Text passage.
──────
“Psychiatric diagnoses are descriptions, not explanations.”
Descriptions and Prescriptions is divided into two sections. The first section delves into Understanding Psychiatric Diagnoses – the Descriptions.
Dr. Emlet hopes to bring the reader to the Goldilocks Principle of not being ‘too hot’ or ‘too cold’ of what he views as the extreme positions.
Several of the chapters in this section address the problems and pitfalls of Psychiatric Diagnosis.
“To wrap up the last four chapters, the concerns with the diagnostic system when considered together suggest that psychiatric diagnoses have less functional authority than we might initially believe. The DSM may be the best secular classification scheme available, but it remains fraught with difficulties identified from within psychiatry itself.”
From there, Dr. Emlet goes on to explain the implications of these diagnoses in ministry and concludes the section with what he believes is the value in these diagnoses.
“At the end of the day, the goal is not simply to confirm or condemn a given diagnosis but to carefully, persistently, lovingly, and biblically bring God’s redemption to bear upon people who struggle with the problems encapsulated in a diagnostic description.”
The second section delves into Understanding Psychoactive Medication – the Prescriptions.
“This is important. If neuroscientific and psychiatric researchers acknowledge the current limitations of biomedical hypotheses regarding the origin of psychiatric symptoms, how much more should we, as those who bring biblical counsel, acknowledge the complex nature of these struggles, taking into account underlying spiritual, biological, relational, situational and socio-cultural factors.”
Space utilized to address the mounting research in regards to the safety and long-term effects of psychotropic medications would have been a welcomed addition to this volume, particularly since Dr. Emlet is a physician discussing their usage. He does suggest books from opposing views in the footnotes on page 65.
By the end, most will know whether they fall into Dr. Emlet’s view of ‘just right’. Some may find him ‘too hot’ or ‘too cold’ in his conclusions. Perhaps our own positions have been challenged and we have moved on the spectrum.
For those reasons, this volume, being more of a primer due to its brevity, is profitable to begin the discussion and encourage the reader to explore these areas in more depth, especially if this is their first exposure to this information.
“Whatever helping role in the church God has given you, I pray that you have gained encouragement to pursue those struggling with disordered thinking and emotions, knowing that God himself will provide wisdom to care for both the body and soul of those he entrusts to you.”
One caveat: On pages 32-33, sexuality researcher, Alfred Kinsey, is noted for the influence his conclusions had for prominent psychiatrists to remove homosexuality as a diagnosis. This caveat isn’t to highlight Kinsey’s conclusions or to assert that they were included for any reason other than that basis but rather to expose what a wicked man Alfred Kinsey was for those unfamiliar. Dr. Judith Reisman has written extensively on Alfred Kinsey for those who are interested.
──────
Given entries.
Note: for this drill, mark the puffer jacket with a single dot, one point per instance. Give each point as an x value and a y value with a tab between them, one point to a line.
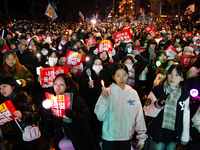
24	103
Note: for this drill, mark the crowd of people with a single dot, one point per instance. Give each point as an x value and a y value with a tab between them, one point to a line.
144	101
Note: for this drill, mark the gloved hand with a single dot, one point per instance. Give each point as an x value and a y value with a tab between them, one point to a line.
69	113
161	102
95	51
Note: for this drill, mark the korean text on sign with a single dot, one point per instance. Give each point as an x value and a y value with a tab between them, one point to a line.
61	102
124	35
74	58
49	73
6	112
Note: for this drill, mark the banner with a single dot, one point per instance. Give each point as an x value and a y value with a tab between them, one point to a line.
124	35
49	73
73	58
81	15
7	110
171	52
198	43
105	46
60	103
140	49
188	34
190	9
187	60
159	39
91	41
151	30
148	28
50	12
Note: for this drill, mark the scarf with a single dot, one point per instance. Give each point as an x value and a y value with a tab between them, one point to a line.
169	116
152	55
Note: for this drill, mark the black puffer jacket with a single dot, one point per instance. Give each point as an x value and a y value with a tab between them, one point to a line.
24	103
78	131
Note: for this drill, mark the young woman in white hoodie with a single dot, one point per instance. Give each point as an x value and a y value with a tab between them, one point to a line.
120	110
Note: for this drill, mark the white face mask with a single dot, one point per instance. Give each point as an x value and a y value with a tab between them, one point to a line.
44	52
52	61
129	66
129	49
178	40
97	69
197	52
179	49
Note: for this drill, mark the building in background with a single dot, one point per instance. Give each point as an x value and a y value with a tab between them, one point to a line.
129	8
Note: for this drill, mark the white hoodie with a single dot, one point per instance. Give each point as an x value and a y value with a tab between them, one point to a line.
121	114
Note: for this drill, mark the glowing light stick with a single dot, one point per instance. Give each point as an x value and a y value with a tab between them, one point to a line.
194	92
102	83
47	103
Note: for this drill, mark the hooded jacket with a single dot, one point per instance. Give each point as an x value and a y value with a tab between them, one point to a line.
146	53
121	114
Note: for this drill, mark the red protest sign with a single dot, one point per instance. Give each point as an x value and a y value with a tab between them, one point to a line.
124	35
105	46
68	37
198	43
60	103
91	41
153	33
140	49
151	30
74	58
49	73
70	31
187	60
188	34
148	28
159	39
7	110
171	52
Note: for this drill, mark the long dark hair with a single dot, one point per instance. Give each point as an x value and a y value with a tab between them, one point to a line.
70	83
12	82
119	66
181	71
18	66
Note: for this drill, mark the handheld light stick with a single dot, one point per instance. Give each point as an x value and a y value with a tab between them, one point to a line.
──────
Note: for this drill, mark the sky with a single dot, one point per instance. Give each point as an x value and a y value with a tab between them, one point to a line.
──────
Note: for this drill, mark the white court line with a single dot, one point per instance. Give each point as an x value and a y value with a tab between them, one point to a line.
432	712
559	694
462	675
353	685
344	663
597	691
──────
Exercise 1. Name every kind of underlying factor that the quoted passage in the book review says biblical counselors should take into account.
Exercise 2. Write out everything in the book review from "Descriptions and Prescriptions" down to "the extreme positions.".
Exercise 3.
Answer these questions from the book review:
(a) How many sections is the book divided into?
(b) On which page do the footnotes suggest books from opposing views?
(c) On which pages is Alfred Kinsey noted?

Exercise answer 1. spiritual, biological, relational, situational, socio-cultural

Exercise answer 2.
Descriptions and Prescriptions is divided into two sections. The first section delves into Understanding Psychiatric Diagnoses – the Descriptions.
Dr. Emlet hopes to bring the reader to the Goldilocks Principle of not being ‘too hot’ or ‘too cold’ of what he views as the extreme positions.

Exercise answer 3.
(a) Two
(b) Page 65
(c) Pages 32-33